> _Brief_
Pick out every line in the data below that contains the word "open" and copy each of those lines.

> _The records_
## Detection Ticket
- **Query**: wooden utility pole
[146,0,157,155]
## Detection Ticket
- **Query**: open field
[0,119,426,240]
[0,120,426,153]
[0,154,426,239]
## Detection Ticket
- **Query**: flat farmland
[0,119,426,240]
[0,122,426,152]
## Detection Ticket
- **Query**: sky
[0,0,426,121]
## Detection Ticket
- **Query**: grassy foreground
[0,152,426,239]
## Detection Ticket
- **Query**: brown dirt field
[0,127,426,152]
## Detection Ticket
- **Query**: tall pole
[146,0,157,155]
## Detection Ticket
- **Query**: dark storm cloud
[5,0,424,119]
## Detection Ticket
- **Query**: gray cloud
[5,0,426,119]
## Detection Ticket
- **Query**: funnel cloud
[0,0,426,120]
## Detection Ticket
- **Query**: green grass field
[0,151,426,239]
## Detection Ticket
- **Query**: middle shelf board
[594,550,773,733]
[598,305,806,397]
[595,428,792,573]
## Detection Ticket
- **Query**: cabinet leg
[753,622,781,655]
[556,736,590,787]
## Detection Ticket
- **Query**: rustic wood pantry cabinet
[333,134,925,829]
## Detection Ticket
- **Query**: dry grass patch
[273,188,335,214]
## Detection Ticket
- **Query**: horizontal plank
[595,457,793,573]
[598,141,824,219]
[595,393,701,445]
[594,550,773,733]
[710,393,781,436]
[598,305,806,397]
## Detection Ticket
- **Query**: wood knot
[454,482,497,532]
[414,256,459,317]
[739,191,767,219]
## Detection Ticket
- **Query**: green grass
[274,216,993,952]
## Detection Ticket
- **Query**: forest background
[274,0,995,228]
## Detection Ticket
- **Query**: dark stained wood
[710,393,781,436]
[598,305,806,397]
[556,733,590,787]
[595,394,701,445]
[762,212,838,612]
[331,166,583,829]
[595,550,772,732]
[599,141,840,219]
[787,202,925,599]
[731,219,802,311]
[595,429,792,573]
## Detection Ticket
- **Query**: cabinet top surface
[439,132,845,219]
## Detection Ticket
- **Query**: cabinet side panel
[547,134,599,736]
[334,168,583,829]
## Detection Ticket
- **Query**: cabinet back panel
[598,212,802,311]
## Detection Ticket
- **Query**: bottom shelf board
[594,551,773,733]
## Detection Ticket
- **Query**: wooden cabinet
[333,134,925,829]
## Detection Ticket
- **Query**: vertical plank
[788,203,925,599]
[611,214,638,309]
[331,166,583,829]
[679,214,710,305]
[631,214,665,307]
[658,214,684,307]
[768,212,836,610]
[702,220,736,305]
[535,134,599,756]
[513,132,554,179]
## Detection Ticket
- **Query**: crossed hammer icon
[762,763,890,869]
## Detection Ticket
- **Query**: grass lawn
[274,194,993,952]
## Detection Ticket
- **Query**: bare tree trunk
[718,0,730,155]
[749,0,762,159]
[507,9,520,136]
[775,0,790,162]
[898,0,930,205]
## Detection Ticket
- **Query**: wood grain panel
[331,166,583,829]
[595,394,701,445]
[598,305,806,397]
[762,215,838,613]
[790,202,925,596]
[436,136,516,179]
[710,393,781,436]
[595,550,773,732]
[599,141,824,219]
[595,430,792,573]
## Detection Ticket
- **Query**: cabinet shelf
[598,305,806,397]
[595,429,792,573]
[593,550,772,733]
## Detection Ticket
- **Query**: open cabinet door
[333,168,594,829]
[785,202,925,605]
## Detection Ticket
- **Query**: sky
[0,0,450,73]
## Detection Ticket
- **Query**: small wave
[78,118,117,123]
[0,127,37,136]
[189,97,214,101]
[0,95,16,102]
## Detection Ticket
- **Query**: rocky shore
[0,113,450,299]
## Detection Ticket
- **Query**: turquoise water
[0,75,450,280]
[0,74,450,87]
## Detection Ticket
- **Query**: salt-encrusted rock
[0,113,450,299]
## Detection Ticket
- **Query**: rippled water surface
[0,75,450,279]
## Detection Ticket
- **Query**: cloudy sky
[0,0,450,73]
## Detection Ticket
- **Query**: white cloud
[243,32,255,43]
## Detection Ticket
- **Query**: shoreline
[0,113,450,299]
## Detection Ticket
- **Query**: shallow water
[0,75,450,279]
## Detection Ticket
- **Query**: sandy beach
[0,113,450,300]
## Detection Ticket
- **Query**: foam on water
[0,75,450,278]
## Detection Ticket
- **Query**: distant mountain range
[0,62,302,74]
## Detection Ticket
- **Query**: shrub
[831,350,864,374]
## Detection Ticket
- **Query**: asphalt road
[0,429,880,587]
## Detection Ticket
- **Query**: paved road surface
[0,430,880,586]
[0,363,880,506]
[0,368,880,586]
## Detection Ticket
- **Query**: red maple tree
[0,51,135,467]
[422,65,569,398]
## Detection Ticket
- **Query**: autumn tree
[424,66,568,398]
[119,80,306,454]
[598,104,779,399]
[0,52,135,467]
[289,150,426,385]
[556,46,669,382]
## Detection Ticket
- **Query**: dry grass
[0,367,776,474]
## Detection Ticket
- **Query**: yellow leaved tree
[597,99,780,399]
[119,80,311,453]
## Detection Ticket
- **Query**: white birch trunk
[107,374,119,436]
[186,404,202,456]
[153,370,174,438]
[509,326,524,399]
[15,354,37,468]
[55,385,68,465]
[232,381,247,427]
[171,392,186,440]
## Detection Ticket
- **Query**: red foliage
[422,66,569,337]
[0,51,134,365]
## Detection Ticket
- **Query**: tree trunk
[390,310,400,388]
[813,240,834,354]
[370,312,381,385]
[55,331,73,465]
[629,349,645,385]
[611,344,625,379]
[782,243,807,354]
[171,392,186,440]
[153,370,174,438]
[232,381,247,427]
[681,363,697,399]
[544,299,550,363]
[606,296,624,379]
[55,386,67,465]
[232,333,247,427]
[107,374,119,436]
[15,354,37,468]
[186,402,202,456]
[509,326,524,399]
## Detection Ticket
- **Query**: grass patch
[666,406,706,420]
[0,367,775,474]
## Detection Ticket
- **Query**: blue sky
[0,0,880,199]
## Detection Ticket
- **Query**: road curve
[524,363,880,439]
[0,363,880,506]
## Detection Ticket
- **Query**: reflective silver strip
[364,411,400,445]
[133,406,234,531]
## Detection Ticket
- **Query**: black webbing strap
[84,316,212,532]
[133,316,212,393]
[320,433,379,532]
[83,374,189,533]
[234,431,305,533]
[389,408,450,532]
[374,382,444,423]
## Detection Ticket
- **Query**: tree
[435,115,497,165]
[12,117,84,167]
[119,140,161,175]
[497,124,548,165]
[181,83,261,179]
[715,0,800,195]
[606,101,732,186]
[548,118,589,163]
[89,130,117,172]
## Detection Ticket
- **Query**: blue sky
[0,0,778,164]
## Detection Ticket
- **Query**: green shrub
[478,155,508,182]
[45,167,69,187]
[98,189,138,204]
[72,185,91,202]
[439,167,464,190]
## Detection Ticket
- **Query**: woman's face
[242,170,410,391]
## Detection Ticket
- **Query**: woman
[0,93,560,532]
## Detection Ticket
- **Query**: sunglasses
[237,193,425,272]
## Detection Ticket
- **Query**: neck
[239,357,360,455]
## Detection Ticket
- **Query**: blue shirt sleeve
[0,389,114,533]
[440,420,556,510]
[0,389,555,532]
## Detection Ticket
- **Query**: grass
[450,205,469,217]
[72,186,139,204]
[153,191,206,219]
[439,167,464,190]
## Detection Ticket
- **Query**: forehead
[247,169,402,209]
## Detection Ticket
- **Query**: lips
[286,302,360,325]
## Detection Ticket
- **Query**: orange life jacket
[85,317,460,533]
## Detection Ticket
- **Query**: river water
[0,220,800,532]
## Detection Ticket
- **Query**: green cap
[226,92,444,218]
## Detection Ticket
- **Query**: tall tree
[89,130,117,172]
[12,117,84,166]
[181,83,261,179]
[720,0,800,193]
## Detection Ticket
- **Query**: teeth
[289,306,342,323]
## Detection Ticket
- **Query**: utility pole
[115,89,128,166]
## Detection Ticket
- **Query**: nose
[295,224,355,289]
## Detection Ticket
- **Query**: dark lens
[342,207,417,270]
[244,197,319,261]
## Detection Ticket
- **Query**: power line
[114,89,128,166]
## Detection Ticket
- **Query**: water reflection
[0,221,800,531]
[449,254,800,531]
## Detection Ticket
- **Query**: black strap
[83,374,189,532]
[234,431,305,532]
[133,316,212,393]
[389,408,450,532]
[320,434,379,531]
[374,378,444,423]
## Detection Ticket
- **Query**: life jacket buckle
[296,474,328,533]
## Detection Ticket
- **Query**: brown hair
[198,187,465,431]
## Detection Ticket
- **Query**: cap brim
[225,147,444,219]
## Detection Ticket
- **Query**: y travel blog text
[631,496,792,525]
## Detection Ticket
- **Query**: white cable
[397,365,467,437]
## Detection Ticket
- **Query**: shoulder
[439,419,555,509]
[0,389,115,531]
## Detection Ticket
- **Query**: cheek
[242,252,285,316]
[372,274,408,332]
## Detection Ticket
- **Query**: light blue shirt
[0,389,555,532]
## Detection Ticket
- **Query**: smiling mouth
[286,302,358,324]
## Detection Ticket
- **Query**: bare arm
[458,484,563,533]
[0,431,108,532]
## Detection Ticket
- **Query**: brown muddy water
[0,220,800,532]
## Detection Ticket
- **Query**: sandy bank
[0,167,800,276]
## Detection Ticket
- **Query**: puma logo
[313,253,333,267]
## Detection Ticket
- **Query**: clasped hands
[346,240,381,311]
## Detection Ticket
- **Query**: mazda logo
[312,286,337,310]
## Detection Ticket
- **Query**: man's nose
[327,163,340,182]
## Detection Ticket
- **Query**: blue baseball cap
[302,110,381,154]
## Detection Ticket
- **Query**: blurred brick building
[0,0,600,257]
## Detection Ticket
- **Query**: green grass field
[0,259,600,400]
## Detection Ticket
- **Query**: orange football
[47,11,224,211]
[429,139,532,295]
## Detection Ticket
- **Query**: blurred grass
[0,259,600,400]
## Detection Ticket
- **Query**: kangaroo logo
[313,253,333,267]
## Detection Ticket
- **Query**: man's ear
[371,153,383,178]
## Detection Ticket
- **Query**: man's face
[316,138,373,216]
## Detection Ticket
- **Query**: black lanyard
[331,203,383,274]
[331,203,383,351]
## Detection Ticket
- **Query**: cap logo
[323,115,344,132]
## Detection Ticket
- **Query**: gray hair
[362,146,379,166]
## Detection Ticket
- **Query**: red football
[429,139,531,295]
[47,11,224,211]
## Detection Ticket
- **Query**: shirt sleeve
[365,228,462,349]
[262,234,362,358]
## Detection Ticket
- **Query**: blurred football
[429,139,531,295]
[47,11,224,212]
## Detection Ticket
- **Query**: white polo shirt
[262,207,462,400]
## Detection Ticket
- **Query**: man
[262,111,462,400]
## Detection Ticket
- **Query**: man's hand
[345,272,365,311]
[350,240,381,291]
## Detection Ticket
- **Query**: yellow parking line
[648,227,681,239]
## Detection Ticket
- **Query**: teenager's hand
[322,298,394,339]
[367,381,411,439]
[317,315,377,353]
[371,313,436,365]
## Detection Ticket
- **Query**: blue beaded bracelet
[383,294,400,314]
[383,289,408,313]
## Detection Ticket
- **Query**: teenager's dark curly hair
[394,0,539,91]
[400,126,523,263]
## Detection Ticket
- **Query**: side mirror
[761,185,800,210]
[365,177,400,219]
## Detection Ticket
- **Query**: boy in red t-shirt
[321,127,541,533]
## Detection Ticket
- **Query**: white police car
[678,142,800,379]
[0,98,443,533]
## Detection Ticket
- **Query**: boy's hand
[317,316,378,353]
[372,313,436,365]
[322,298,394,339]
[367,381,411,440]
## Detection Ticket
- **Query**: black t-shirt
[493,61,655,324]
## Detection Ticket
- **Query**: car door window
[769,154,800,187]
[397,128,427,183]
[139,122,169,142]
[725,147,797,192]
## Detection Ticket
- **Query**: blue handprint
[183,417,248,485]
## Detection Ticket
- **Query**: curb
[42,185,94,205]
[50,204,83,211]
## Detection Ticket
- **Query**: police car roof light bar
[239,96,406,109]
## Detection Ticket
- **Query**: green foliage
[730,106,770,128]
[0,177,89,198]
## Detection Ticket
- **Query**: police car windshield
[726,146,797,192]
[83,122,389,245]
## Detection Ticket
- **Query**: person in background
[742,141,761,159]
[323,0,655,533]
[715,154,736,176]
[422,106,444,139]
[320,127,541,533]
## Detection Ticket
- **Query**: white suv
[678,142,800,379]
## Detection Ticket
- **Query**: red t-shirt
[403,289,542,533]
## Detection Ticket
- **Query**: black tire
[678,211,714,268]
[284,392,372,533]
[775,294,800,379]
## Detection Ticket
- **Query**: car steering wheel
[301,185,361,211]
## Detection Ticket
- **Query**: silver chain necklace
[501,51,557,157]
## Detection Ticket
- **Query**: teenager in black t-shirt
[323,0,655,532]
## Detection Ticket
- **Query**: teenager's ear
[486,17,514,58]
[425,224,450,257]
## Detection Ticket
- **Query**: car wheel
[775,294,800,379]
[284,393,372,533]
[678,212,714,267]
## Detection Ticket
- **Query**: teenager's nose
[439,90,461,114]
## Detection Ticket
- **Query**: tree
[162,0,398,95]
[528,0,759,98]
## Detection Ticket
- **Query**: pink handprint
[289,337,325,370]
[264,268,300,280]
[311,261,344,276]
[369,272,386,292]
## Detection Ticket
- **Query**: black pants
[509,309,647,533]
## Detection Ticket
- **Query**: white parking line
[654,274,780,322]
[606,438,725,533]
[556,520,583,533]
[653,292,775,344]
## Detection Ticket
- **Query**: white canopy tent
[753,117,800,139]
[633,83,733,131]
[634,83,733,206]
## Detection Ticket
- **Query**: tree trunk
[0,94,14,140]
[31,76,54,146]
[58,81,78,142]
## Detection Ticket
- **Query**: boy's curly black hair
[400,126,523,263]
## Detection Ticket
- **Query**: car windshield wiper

> _Answer_
- **Query**: open field
- **Query**: open cabinet door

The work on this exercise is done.